Take the entries that follow and return exactly the lines from the one holding "281L212 289L226 298V307L235" through the one holding "positive clicks: (484, 274) (483, 313)", both included. Nothing else is needed.

**Extracted data**
- - - - - - -

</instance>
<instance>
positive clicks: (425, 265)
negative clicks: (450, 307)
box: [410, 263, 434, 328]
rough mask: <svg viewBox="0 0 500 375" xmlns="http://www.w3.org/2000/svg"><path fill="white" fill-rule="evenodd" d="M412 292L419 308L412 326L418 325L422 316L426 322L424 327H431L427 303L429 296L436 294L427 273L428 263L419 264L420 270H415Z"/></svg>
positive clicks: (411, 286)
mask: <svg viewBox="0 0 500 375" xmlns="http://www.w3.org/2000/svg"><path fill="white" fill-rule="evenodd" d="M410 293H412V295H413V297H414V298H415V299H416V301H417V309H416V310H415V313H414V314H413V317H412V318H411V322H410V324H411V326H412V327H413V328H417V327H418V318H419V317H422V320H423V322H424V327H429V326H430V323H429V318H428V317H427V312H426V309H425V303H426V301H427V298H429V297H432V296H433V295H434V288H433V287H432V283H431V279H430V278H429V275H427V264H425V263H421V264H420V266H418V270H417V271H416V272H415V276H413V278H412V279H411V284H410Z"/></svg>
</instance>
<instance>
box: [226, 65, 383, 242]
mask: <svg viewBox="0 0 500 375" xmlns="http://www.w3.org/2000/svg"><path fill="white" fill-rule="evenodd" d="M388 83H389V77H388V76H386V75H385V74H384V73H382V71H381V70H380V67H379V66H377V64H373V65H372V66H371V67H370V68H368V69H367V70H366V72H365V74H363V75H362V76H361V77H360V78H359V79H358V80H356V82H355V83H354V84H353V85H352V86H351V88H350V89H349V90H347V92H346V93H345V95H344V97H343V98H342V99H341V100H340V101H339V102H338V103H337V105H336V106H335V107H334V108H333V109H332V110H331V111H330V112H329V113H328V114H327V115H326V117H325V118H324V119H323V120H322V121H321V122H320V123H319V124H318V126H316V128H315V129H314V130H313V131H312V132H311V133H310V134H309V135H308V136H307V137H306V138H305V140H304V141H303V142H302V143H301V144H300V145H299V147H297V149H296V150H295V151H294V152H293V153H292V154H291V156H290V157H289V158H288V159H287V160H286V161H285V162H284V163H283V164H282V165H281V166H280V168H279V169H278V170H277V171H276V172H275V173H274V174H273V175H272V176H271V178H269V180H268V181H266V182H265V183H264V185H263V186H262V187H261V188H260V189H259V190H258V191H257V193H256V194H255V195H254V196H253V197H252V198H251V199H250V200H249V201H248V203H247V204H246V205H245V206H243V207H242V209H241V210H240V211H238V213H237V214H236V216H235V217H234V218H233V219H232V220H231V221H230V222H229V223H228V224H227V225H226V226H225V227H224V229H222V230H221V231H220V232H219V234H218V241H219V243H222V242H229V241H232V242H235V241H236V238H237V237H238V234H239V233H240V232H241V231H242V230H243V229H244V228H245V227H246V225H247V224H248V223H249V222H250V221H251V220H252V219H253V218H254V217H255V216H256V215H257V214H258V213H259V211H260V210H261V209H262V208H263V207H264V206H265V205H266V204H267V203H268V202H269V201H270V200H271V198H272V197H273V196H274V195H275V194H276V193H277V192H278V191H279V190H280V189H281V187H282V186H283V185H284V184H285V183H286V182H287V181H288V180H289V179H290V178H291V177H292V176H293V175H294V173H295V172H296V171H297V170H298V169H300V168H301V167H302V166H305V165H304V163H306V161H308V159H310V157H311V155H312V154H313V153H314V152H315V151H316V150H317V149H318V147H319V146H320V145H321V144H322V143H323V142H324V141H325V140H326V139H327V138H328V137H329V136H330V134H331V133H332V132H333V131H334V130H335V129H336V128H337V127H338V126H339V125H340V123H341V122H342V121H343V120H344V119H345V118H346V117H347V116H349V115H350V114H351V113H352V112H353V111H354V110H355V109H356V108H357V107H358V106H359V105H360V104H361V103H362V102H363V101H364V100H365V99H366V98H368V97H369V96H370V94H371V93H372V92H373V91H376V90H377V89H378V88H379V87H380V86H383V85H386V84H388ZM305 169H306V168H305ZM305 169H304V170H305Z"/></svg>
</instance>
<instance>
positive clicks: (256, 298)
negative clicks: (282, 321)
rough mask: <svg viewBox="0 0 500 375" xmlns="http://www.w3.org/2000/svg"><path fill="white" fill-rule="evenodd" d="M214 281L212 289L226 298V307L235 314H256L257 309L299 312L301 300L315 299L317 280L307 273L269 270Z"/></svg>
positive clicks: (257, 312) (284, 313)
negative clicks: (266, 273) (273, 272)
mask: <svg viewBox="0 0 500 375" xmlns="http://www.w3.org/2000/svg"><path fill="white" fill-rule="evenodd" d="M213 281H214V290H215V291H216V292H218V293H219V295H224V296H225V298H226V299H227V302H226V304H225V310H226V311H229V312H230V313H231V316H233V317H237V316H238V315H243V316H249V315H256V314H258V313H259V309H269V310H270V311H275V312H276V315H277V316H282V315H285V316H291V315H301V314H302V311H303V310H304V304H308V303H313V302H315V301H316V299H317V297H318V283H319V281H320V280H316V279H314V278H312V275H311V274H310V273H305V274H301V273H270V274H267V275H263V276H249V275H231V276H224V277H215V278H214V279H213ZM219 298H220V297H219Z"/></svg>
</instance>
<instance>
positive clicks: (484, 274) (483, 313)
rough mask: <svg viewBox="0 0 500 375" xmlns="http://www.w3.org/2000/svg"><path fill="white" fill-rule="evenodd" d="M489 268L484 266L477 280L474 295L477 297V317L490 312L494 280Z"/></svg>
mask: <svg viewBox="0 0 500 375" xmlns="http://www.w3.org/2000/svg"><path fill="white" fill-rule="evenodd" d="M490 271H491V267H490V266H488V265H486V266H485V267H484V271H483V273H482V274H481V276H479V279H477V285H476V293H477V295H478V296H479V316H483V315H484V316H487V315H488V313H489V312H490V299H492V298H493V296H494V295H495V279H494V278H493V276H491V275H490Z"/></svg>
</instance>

- - - - - - -

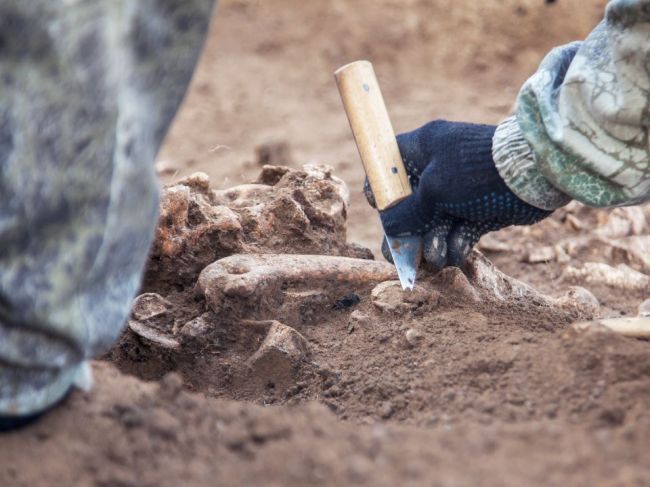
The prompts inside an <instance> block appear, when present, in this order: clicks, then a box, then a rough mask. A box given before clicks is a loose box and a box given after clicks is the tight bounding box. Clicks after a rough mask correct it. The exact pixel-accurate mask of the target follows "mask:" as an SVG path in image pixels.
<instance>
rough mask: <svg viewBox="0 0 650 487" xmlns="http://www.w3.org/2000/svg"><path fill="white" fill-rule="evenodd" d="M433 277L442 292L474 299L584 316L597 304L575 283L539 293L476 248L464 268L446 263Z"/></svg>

- - - - - - -

**Response to this exercise**
rough mask: <svg viewBox="0 0 500 375" xmlns="http://www.w3.org/2000/svg"><path fill="white" fill-rule="evenodd" d="M214 281L212 289L226 298V307L235 314H256L257 309L299 312L301 300L315 299L317 280L307 273L269 270Z"/></svg>
positive clicks: (257, 312) (284, 313)
negative clicks: (266, 273) (273, 272)
mask: <svg viewBox="0 0 500 375" xmlns="http://www.w3.org/2000/svg"><path fill="white" fill-rule="evenodd" d="M213 281H214V290H215V291H216V292H218V293H219V295H224V296H225V298H226V299H227V302H226V304H225V310H226V311H229V312H230V313H231V316H233V317H237V316H238V315H243V316H249V315H256V314H258V313H259V309H269V310H270V311H275V312H276V315H277V316H282V315H285V316H291V315H301V314H302V311H303V310H304V304H308V303H313V302H315V301H316V299H317V297H318V283H319V281H320V280H316V279H314V278H312V275H311V274H310V273H305V274H301V273H270V274H267V275H263V276H249V275H231V276H224V277H215V278H214V279H213ZM219 298H220V297H219Z"/></svg>
</instance>
<instance>
positive clicks: (484, 274) (483, 313)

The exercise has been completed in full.